-- START OF DATA ENTRIES --
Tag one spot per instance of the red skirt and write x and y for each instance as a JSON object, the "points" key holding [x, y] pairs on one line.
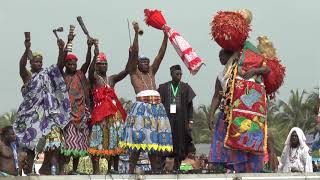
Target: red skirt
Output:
{"points": [[106, 104]]}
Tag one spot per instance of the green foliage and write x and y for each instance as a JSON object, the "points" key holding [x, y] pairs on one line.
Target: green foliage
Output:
{"points": [[7, 119], [299, 111]]}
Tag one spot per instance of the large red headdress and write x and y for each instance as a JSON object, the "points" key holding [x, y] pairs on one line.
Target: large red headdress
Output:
{"points": [[70, 57], [230, 30]]}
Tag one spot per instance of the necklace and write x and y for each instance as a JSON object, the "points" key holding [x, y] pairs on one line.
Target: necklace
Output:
{"points": [[293, 155], [105, 82], [145, 84]]}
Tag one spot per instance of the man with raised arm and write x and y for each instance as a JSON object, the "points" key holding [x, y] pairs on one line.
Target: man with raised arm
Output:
{"points": [[76, 133], [45, 107], [147, 127], [108, 114]]}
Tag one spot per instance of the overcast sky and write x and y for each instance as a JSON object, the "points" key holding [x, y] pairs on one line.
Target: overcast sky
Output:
-- END OF DATA ENTRIES --
### TASK DESCRIPTION
Put every line of all the rows above into a numbered list, dropping any blank lines. Leave the pictures out.

### EXERCISE SOLUTION
1. Tag one spot per instance of the red skirt and write x and y for each instance as a JSON object, the "points" key holding [x, y] pairs on one line.
2. Target: red skirt
3. Output:
4. {"points": [[106, 104]]}
5. Tag one spot per instance of the green foliage and write x and y for each instance as a JSON object, the "points" key holding [x, y] pairs on one line.
6. Target: green foliage
7. Output:
8. {"points": [[7, 119], [299, 111]]}
9. Tag one spot per instance of the large red headdress and write x and y for each instance as a JSON object, the "points" key holding [x, y] pairs on one line.
10. Target: large red headdress
11. Output:
12. {"points": [[70, 57], [230, 30]]}
13. Tag one spot per instance of the necklace and write x and y for each instance as a JSON object, the "points" key holding [x, y] pairs on one line.
14. Target: necklace
15. Output:
16. {"points": [[293, 155], [105, 82], [145, 84]]}
17. Tag one spot per instance of the man with raised arm and write x and y for each instance as a JSON object, the "points" key holding [x, y] pairs on one line.
18. Target: man with raised arm
19. Output:
20. {"points": [[76, 133], [45, 107], [147, 127], [108, 114]]}
21. Tag one spot per instance of the overcast sky and write x and y for each instance as a JSON object, the "points" key holding [x, y] pairs on one line.
22. Target: overcast sky
23. Output:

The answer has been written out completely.